Instructions:
a) In the passage on AI agents, what working definition of an agent did Simon Willison settle on?
b) The passage on AI agents names three things that enterprise leaders control. List all three, each with the verb the passage pairs it with.
c) For each statement, say whether it agrees with the passage on AI agents. Answer yes or no, and quote the words from the passage that decide it.
(i) IBM's researchers describe most of what the market calls agents as LLMs with function calling and rudimentary planning capabilities added.
(ii) Current agents keep persistent memory between sessions by default.
(iii) The passage calls the LLM the hands and the application the brain.

The enterprises that are deploying agents successfully are the ones treating the boundary between model decision and execution as a first-class architectural concern. The ones struggling are the ones that gave the model a list of tools, pointed it at their systems, and assumed responsibility for outcomes would sort itself out.
What Agents Still Cannot Do
The most persistent misconception I encounter, even among technically sophisticated professionals, is that tool calling makes AI agents autonomous in a meaningful sense.
It doesn’t. Not yet.
The current generation of agents has no persistent memory between sessions unless you build it explicitly. They have no awareness of goals that extend beyond the current context window. They do not independently decide to go check something they weren’t asked about. Every tool call happens in response to an in-session request, within a context that began with the current conversation.
IBM’s researchers put it plainly: what the market currently calls “agents” is mostly LLMs with function calling and rudimentary planning capabilities added. That is not a dismissal. The combination is genuinely useful and increasingly capable. But it is different from a truly autonomous system that operates independently over time, and treating them as equivalent leads to misplaced trust and predictable failures in production.
Simon Willison, one of the more rigorous thinkers on this topic, settled on a working definition of an agent as “an LLM that runs tools in a loop to achieve a goal.” That’s a useful frame precisely because it doesn’t overclaim. The loop has a start. The goal comes from a human. The tools are predefined. The model reasons within those constraints.
For enterprise leaders, this is actually reassuring. You are not deploying an unpredictable autonomous system. You are deploying a structured decision-maker that operates within explicitly defined boundaries you control. The tools are yours to define. The permissions are yours to set. The execution is yours to govern. That’s not a limitation to apologize for. It’s the foundation of a trustworthy system.
The Mental Model That Changes How You Build
If there’s one frame worth carrying out of this, it’s this: the LLM is the brain. Your application is the hands.

Recorded information:
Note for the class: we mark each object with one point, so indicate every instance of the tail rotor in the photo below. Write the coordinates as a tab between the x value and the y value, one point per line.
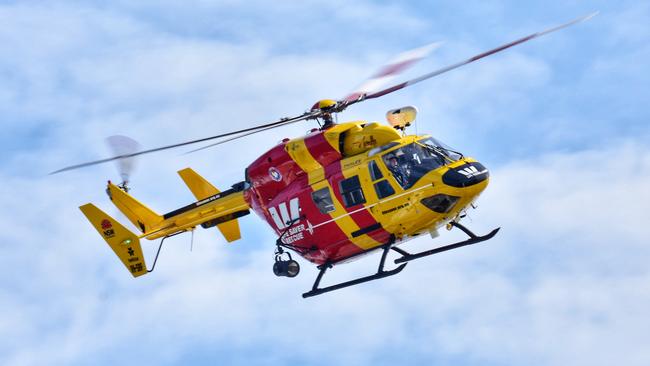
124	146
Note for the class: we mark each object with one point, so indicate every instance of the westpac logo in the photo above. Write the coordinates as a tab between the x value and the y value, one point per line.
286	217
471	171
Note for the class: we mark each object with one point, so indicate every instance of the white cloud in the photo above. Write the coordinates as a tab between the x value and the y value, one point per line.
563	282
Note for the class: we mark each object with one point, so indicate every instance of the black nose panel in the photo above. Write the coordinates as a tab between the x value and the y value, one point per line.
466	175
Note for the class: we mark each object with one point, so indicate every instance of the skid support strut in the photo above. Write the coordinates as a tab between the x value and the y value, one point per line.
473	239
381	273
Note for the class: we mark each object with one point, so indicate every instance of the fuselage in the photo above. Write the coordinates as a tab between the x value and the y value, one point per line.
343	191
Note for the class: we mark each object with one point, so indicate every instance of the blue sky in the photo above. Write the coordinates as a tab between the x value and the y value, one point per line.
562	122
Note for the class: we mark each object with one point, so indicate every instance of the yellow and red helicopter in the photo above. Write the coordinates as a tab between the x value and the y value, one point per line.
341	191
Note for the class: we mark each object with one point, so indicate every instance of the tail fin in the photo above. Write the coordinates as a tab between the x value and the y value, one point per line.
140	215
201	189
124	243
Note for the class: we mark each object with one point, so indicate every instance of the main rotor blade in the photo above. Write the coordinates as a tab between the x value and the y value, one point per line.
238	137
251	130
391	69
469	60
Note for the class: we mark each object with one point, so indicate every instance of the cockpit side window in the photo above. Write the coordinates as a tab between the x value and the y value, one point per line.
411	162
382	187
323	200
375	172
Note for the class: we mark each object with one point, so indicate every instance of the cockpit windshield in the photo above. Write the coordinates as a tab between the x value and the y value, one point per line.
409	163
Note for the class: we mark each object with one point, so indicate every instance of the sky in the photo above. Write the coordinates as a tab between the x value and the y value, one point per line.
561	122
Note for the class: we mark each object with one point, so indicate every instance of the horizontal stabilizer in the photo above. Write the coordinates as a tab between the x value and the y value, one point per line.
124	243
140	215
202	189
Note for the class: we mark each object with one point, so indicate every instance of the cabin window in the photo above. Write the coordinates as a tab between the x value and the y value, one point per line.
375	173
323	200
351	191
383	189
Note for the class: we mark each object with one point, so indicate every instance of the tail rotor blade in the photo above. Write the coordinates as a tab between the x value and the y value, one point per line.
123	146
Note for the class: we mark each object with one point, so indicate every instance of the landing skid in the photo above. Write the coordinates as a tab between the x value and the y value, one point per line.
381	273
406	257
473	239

...

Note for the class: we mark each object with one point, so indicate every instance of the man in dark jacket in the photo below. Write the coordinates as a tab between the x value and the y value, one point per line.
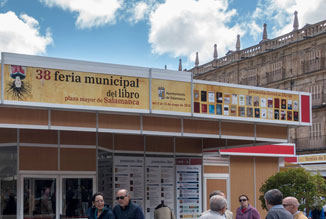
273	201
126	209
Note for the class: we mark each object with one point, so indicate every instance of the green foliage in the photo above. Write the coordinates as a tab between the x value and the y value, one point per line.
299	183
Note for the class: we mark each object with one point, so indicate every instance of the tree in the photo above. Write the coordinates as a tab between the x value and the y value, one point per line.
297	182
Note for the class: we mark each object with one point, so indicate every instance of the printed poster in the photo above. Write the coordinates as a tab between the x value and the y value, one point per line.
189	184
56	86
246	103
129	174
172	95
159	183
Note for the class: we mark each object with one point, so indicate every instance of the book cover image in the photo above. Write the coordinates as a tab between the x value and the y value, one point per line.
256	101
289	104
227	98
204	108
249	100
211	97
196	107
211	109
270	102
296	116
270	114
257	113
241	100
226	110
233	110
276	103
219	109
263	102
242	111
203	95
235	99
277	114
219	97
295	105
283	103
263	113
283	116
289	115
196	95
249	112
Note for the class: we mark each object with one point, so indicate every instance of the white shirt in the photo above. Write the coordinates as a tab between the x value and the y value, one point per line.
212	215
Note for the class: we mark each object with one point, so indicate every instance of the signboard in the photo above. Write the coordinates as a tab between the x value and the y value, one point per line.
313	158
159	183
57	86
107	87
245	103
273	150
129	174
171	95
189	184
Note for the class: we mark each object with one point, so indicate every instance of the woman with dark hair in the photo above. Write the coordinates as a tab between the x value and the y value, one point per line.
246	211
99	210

---

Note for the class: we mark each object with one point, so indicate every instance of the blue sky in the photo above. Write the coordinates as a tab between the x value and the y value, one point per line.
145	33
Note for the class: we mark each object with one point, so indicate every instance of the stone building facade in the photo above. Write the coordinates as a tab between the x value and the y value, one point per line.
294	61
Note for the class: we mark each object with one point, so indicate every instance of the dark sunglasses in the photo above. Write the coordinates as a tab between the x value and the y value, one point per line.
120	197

Expected results:
a) He defined an agent as "an LLM that runs tools in a loop to achieve a goal."

b)
- The tools: yours to define
- The permissions: yours to set
- The execution: yours to govern

c)
(i) Yes: "what the market currently calls “agents” is mostly LLMs with function calling and rudimentary planning capabilities added"
(ii) No: "The current generation of agents has no persistent memory between sessions unless you build it explicitly."
(iii) No: "the LLM is the brain. Your application is the hands."